■ **EXERCISE DETAILS**
Format every line of the data below as a Markdown table with the columns Row and Line, numbering the rows in order and skipping blank lines.

━━━━━━━━━━

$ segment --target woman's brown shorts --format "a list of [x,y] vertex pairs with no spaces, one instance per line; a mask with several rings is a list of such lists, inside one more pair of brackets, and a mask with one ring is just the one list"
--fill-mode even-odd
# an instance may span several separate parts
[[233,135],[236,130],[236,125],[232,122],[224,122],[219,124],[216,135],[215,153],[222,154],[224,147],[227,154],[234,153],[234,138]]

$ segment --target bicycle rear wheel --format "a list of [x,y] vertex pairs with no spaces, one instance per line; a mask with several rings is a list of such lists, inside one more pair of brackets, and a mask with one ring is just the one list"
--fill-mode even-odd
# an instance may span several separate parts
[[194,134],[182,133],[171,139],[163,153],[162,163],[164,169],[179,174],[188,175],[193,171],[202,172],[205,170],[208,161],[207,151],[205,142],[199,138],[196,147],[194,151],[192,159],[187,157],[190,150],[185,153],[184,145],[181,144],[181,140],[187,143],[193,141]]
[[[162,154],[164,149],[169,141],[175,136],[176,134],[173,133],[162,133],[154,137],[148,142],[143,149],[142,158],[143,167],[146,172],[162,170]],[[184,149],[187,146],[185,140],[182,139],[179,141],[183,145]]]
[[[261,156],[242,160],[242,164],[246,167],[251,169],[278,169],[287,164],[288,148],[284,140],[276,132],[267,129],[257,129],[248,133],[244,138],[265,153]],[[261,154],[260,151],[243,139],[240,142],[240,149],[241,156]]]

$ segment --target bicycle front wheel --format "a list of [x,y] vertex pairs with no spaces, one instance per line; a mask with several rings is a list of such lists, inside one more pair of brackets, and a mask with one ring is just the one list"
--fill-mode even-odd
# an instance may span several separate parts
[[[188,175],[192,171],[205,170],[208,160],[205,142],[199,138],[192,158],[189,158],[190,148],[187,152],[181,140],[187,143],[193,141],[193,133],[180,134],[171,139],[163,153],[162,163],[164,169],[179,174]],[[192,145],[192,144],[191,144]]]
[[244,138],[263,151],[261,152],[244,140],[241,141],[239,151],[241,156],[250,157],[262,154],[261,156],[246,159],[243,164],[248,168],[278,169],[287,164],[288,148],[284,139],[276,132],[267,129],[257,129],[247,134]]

━━━━━━━━━━

■ **RESPONSE TO THE TASK**
| Row | Line |
|---|---|
| 1 | $ segment --target woman's brown shorts --format "a list of [x,y] vertex pairs with no spaces, one instance per line; a mask with several rings is a list of such lists, inside one more pair of brackets, and a mask with one ring is just the one list" |
| 2 | --fill-mode even-odd |
| 3 | # an instance may span several separate parts |
| 4 | [[233,135],[236,130],[236,125],[232,122],[224,122],[219,124],[216,135],[215,153],[222,154],[224,147],[227,154],[234,153],[234,138]] |
| 5 | $ segment --target bicycle rear wheel --format "a list of [x,y] vertex pairs with no spaces, one instance per line; a mask with several rings is a list of such lists, inside one more pair of brackets, and a mask with one ring is just the one list" |
| 6 | --fill-mode even-odd |
| 7 | # an instance may span several separate parts |
| 8 | [[194,134],[182,133],[171,139],[163,153],[162,163],[164,169],[179,174],[188,175],[193,171],[202,172],[205,170],[208,161],[207,151],[205,142],[199,138],[196,147],[194,151],[192,159],[187,157],[190,150],[185,153],[184,145],[181,144],[181,140],[187,143],[193,141]] |
| 9 | [[[162,154],[164,149],[169,141],[175,136],[176,134],[173,133],[162,133],[154,137],[148,142],[143,149],[142,158],[143,167],[146,172],[162,170]],[[184,149],[187,146],[185,140],[182,139],[179,141],[183,145]]] |
| 10 | [[[261,156],[242,160],[242,164],[246,167],[251,169],[278,169],[287,164],[288,148],[284,140],[276,132],[267,129],[257,129],[248,133],[244,138],[265,153]],[[261,154],[260,151],[243,139],[240,142],[240,149],[241,156]]] |
| 11 | $ segment --target bicycle front wheel --format "a list of [x,y] vertex pairs with no spaces, one instance per line; a mask with several rings is a list of such lists, inside one more pair of brackets, and a mask with one ring is just the one list" |
| 12 | --fill-mode even-odd |
| 13 | # an instance may span several separate parts |
| 14 | [[[188,175],[192,171],[205,170],[208,160],[205,142],[199,138],[192,158],[189,158],[190,148],[187,152],[181,140],[187,143],[193,141],[193,133],[180,134],[171,139],[163,153],[162,163],[164,169],[179,174]],[[192,145],[192,144],[191,144]]] |
| 15 | [[244,138],[263,151],[261,152],[244,140],[241,141],[239,151],[241,156],[250,157],[262,154],[261,156],[246,159],[243,164],[248,168],[278,169],[287,164],[288,148],[284,139],[276,132],[267,129],[257,129],[247,134]] |